**What to produce**
The whole listing below should be printed again exactly, with no images.

☆ ☆ ☆

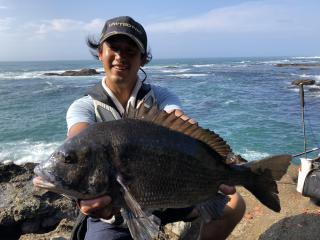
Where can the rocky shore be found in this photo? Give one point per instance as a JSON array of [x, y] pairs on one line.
[[82, 72], [28, 213]]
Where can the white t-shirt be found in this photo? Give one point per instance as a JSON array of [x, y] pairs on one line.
[[82, 109]]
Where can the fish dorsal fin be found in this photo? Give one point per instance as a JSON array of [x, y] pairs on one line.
[[176, 123]]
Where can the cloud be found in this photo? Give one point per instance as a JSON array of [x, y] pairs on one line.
[[94, 25], [6, 23], [57, 25], [45, 28], [259, 17]]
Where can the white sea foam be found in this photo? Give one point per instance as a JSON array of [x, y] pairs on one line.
[[203, 65], [175, 70], [26, 151], [251, 155], [188, 75], [312, 57]]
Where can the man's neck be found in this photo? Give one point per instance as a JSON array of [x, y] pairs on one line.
[[121, 92]]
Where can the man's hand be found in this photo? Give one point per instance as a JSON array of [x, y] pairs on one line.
[[98, 208], [226, 189]]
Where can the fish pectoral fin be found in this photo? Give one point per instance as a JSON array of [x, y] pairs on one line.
[[213, 208], [141, 226]]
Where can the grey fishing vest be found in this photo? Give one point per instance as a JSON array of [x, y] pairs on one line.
[[106, 110]]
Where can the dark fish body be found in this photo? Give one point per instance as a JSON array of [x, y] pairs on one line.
[[159, 166]]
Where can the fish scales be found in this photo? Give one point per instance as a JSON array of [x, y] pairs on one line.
[[140, 162], [172, 166]]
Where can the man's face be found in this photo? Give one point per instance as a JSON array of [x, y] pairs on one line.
[[121, 60]]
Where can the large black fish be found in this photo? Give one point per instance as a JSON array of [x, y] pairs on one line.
[[154, 160]]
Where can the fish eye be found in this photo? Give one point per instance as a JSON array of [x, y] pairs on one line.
[[70, 158]]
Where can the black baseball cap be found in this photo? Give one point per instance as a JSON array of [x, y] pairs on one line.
[[126, 26]]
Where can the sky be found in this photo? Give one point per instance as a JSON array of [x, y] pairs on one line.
[[37, 30]]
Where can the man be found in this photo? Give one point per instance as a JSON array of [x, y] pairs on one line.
[[122, 49]]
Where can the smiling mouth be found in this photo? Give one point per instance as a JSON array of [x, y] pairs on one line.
[[121, 67]]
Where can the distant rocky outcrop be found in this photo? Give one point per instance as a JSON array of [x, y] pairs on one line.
[[82, 72]]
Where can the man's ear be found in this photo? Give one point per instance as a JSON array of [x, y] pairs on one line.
[[100, 55], [143, 59]]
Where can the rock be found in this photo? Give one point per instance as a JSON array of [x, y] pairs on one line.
[[62, 232], [27, 213], [82, 72], [25, 209]]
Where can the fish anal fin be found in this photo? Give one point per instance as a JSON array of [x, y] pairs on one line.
[[141, 226]]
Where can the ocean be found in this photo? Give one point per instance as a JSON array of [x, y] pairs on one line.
[[250, 102]]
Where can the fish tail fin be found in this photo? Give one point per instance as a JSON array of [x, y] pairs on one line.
[[264, 175]]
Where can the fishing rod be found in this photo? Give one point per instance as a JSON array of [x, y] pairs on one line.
[[301, 83], [308, 151]]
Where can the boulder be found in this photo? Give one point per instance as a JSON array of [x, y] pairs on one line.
[[26, 209]]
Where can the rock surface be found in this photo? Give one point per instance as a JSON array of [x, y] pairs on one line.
[[25, 209], [82, 72], [28, 213]]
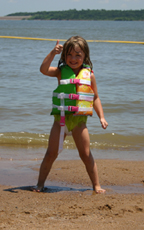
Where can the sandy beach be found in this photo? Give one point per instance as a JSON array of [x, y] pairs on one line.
[[69, 202]]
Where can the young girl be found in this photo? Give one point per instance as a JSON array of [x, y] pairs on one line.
[[74, 57]]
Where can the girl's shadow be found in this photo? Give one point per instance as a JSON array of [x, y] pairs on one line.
[[48, 189]]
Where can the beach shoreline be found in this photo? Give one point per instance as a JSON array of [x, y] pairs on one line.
[[68, 201]]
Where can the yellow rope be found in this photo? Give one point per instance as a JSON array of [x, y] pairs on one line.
[[49, 39]]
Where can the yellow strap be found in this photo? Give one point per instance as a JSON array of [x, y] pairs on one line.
[[51, 39]]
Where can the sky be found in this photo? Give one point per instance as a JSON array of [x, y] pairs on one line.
[[13, 6]]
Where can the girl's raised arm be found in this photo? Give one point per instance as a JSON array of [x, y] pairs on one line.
[[45, 68]]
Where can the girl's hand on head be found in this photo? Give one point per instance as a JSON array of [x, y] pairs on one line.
[[103, 123], [58, 48]]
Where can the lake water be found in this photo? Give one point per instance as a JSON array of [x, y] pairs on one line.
[[25, 94]]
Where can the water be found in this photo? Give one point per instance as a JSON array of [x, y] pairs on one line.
[[25, 94]]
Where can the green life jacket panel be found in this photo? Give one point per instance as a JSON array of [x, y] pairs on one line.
[[66, 73]]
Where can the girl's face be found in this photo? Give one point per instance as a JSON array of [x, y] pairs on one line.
[[75, 58]]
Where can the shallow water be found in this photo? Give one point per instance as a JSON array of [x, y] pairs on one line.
[[25, 94]]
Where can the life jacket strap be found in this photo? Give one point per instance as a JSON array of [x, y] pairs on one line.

☆ ☆ ☆

**Solved exercise**
Where can the rocky shore be found in this photo? Give one point per instance as a JSON array of [x, y] pairs on one line.
[[82, 72], [28, 213]]
Where can the white t-shirt be found in this photo? Give one point per instance as a JSON array of [x, y] pairs on one line.
[[82, 109]]
Where can the fish dorsal fin be found in this photo? Give one point per instance as a JSON array of [x, y] pairs on one line.
[[176, 123]]
Where can the cloud be found in this photo? Give one point per instance as a JSON array of [x, y] pairs on one line.
[[94, 25], [6, 23], [57, 25], [45, 28], [259, 17]]
Where can the white sea foam be found in this photo? Give one point per instance as a JSON array of [x, y] pairs on one line.
[[203, 65], [175, 70], [26, 151], [251, 155], [188, 75], [312, 57]]
Where can the man's neck be found in this photo? Give one point per instance as a JSON array of [x, y] pairs on one line.
[[121, 92]]
Where can the man's hand be found in this photo? Give one point per instance as a JSON array of [x, y] pairs on one line.
[[98, 208], [226, 189]]
Where can the fish pectoral fin be found in this photo? Give one point per instance as a JSON array of [x, y] pairs on one line.
[[213, 208], [141, 226]]
Where can the grey fishing vest be found in this photo? Give one point per instance as a JSON array of [x, y] pairs on one line.
[[106, 110]]
Where can the dark fish body be found in this photo? Give one point per instance as a JSON array of [x, y] pairs on one line.
[[159, 166]]
Where can the fish scales be found in this photo? Give one point per instance as a JSON array of [x, y] pairs on one line.
[[140, 162], [172, 166]]
Where can the man's face be found in this photo? Give one point per instance as a JSON array of [x, y] pairs on one line.
[[121, 60]]
Where can the large black fish be found in this photo? Give one point per instance as a JSON array of [x, y] pairs on one line.
[[154, 160]]
Where can the fish eye be found in this photo? Give one point per instance as a JSON array of [x, y] pairs on one line.
[[70, 158]]
Where can the black baseball cap be found in this photo? Give one point per instance as a JSON array of [x, y] pairs on one line.
[[126, 26]]
Where can the sky be found in this photo? Give one point per instance as a JSON array of [x, y] pairs on one line.
[[37, 30]]
Where can the man be found in this photo? Give one point per instance as a JSON array of [x, y] pairs on one line.
[[122, 49]]
Where can the smiling mouth be found in this photo? Give one point per instance as a JSON array of [x, y] pairs on one line.
[[121, 67]]
Where can the distant rocky outcrop be found in this photo? Give one point per instance as a JSON array of [x, y] pairs on one line.
[[82, 72]]
Where can the man's ear be found in this photo? Give one point per instance as a JSON array of [x, y] pairs on one line.
[[100, 55], [143, 59]]
Where can the rock be found in this photo? Give one point per instance as a JSON array of [x, y] pairs on one line.
[[62, 232], [27, 213], [82, 72], [25, 209]]
Where can the fish anal fin be found in this photo? Give one point per instance as a JSON array of [x, y] pairs on one line.
[[141, 226]]
Where can the ocean be found in this photo? Give one point per instance as a JSON array of [x, y] pairs on one line.
[[250, 102]]
Where can the fish tail fin be found in this photo? Give one point per instance as a JSON array of [x, y] pairs on one line.
[[264, 175]]
Where can the fishing rod be found in this photo? Give one point per instance as a JSON array of [x, y] pairs on one line.
[[301, 83], [308, 151]]
Where can the boulder be found in this photo? Give one point per instance as a JSON array of [x, y] pairs on one line.
[[26, 209]]
Where can the rock surface be found in this photo? Give one point per instance as a JSON array of [x, y] pairs on one line.
[[25, 209], [82, 72], [28, 213]]
Where can the sandy beach be found in this photo? Give one point per instance as a JSON array of [x, y] pairs on one line.
[[69, 202]]
Where can the young girl be found in this photo? Give one point per instance as a JSON array of [x, y] pairs on one line.
[[74, 57]]
Where can the girl's shadow be found in this photo? Give one point per instance as a JSON array of [x, y] pairs on one line.
[[48, 189]]
Where can the beach shoreline be found in this photo? Give one point per instance as a JSON array of [x, y] pairs on one line.
[[68, 201]]
Where can the yellow rope be found in this photo? Give one point per instance as a JSON array of [x, y] pairs on one line.
[[49, 39]]
Where can the yellow strap be found in this photo? Give one point per instance as a JSON array of [x, y] pairs on one line.
[[51, 39]]
Where can the sky be found in this photo? Give one point per instance as a JSON array of [x, y] pairs on one line.
[[13, 6]]
Where can the girl's raised arm be found in this photo? Give one point per instance as a JSON array of [x, y] pairs on one line.
[[45, 68]]
Where can the girl's hand on head be found in this photo? Give one point per instance as a JSON array of [x, y] pairs on one line.
[[103, 123], [58, 48]]
Where can the lake water be found in this photo? Give one point per instance as a JSON array of [x, y] pairs on one line.
[[25, 94]]
Where can the water be found in this photo? Give one point per instance as a JSON array of [x, y] pairs on one line.
[[25, 94]]
Where can the green life jacket panel be found in this photo? Give one point per instance as a JSON array of [x, y] pairs on one line.
[[66, 73]]
Where can the girl's face be found in this photo? Give one point per instance as a JSON array of [x, y] pairs on one line.
[[75, 58]]
Where can the shallow water be found in this photo? Give one point per instance as a JSON array of [x, y] pairs on one line.
[[25, 94]]
Where can the life jacket strap be found in this photo? Give one point per instance as a JSON array of [x, y] pairs on one line.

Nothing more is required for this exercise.